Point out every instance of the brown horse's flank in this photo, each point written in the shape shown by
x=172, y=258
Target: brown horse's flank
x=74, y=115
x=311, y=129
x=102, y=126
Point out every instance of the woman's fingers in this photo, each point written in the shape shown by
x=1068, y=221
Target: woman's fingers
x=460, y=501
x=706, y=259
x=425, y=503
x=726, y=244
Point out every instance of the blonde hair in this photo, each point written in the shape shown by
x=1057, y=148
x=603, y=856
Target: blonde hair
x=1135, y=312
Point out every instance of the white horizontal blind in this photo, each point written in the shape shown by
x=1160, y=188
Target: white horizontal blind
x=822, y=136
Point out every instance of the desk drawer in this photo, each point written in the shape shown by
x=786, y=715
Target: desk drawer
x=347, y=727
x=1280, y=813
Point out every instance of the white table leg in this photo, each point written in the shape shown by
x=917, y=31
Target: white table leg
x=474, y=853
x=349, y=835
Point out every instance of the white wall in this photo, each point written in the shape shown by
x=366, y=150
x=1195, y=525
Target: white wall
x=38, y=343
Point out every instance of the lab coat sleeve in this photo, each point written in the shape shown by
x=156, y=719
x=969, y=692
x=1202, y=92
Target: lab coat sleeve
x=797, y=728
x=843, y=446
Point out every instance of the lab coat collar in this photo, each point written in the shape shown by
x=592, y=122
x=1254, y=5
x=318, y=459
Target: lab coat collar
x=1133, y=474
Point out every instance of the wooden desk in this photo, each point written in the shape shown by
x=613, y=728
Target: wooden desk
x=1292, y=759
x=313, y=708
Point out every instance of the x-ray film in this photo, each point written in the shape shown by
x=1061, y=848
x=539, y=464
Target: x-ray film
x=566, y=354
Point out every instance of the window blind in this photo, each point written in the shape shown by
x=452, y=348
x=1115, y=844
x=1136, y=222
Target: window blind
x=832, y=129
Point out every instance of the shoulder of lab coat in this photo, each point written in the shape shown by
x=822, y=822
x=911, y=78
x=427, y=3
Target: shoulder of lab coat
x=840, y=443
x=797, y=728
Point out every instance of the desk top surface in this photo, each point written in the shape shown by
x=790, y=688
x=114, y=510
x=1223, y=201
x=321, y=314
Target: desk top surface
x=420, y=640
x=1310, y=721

○ ○ ○ ○ ○

What is being asked: Update the data above by replacing every "Target" with "Label" and leaving everything else unchanged.

Problem solution:
Point out every instance of the brown horse's flank in this photo, each point written in the shape shown by
x=172, y=258
Label: brown horse's flank
x=74, y=115
x=311, y=129
x=102, y=126
Point out every instance of the woman's fingers in this photo, each point written in the shape shown by
x=1068, y=221
Label: woman's fingers
x=460, y=501
x=706, y=259
x=425, y=503
x=726, y=244
Point out every instance of the blonde hair in this photo, each point written in the shape shown by
x=1057, y=148
x=603, y=856
Label: blonde hair
x=1135, y=312
Point out every instance of the white horizontal blind in this photo, each point written in the shape shown by
x=1160, y=188
Label: white horizontal blind
x=822, y=136
Point out every instance of the desk drawer in this photo, each point written in the shape shown by
x=786, y=715
Label: desk drawer
x=347, y=727
x=1280, y=813
Point out every instance of the white table leg in this photo, each point written in the shape shown by
x=917, y=31
Label: white table leg
x=474, y=853
x=349, y=835
Point out every instance of the white wall in this photo, each point written in the shape shown by
x=366, y=150
x=1195, y=525
Label: white wall
x=38, y=343
Point out every instance of the lab coat sleeve in this photo, each point written in the shape shown by
x=156, y=719
x=969, y=692
x=1202, y=92
Label: lab coat sleeve
x=797, y=728
x=843, y=446
Point out every instance of the lab coat collar in this photo, each point written in the shape shown by
x=592, y=122
x=1254, y=5
x=318, y=459
Label: lab coat collar
x=1133, y=474
Point out every instance of the wooden desk in this photo, each point written in the shape shown by
x=613, y=728
Label: wooden desk
x=1292, y=759
x=313, y=708
Point out every instance of the x-ray film in this photo, each point written in the shape shown by
x=1061, y=848
x=539, y=464
Label: x-ray film
x=566, y=354
Point out every instance of the window blind in this photo, each point written in the shape shown by
x=452, y=348
x=1115, y=844
x=1136, y=222
Label: window blind
x=832, y=129
Point out every instance of the shoulder of lab coat in this photo, each point written in the shape shown by
x=822, y=822
x=911, y=78
x=427, y=3
Label: shoulder of lab coat
x=840, y=443
x=797, y=728
Point out every instance of the desk top surface in this photo, each point written in the shape shown by
x=790, y=688
x=114, y=510
x=1223, y=201
x=321, y=314
Label: desk top surface
x=420, y=640
x=1310, y=721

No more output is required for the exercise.